● Required work:
What lines in the following entries hold the word "white"? Copy each one.

● Given information:

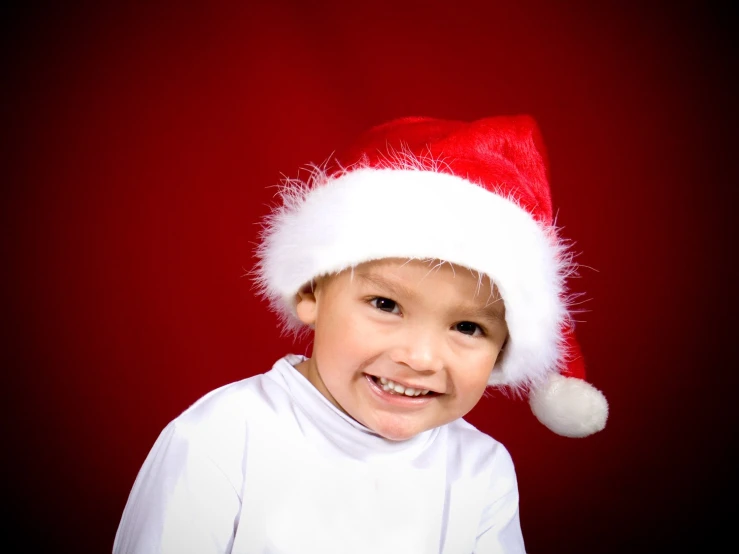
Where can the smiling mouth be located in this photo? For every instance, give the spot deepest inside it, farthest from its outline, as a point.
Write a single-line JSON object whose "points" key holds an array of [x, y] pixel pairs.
{"points": [[392, 387]]}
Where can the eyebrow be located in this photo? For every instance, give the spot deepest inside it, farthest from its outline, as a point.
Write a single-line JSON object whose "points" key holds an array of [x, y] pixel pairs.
{"points": [[395, 289], [490, 312]]}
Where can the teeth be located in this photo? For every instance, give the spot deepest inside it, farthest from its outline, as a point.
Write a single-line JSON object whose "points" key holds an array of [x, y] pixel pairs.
{"points": [[395, 388]]}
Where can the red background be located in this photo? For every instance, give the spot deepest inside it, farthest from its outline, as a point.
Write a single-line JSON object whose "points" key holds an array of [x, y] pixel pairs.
{"points": [[142, 144]]}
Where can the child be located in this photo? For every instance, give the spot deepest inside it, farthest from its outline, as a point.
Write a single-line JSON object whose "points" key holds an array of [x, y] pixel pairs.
{"points": [[426, 265]]}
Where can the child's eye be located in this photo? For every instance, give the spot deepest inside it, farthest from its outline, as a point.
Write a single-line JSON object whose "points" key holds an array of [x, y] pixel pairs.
{"points": [[385, 304], [469, 328]]}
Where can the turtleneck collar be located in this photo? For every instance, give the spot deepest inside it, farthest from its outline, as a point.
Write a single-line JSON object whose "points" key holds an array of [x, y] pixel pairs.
{"points": [[343, 432]]}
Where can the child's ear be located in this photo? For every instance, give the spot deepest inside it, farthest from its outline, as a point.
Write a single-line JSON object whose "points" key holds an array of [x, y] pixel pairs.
{"points": [[306, 305]]}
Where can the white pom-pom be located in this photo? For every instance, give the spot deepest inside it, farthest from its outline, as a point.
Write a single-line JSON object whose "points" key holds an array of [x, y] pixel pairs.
{"points": [[570, 407]]}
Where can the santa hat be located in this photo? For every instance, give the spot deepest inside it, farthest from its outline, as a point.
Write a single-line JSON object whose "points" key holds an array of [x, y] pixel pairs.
{"points": [[472, 194]]}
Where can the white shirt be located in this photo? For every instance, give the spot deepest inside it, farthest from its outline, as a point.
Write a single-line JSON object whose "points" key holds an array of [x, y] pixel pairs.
{"points": [[268, 465]]}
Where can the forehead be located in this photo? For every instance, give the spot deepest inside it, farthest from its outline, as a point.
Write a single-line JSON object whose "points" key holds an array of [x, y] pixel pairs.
{"points": [[438, 280]]}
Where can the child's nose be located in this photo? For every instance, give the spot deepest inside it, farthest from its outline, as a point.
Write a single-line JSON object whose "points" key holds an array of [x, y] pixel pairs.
{"points": [[420, 349]]}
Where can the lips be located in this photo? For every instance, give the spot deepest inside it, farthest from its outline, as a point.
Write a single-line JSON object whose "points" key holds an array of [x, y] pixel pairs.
{"points": [[400, 391]]}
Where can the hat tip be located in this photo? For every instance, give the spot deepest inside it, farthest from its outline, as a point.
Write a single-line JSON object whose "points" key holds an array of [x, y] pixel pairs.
{"points": [[569, 406]]}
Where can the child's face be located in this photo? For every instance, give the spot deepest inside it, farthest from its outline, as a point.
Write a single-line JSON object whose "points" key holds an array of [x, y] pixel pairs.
{"points": [[419, 325]]}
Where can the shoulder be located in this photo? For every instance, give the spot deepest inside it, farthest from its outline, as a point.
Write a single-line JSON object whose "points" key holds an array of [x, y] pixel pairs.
{"points": [[226, 413], [475, 452]]}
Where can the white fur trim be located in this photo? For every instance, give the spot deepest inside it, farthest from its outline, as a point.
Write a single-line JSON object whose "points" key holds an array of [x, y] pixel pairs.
{"points": [[335, 223], [570, 407]]}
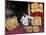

● Your response:
Where can the white pom-pom be located in this photo? For every instance, give the spot deepest inside it, farthest from its outline, as a point.
Where can the white shirt be located in this photo? For every instance, give the spot deepest inside it, farthest from its outline, as a point.
Where can the white fur trim be located in this photo? For every instance, give the spot deepest inside it, farthest from its outline, as a point.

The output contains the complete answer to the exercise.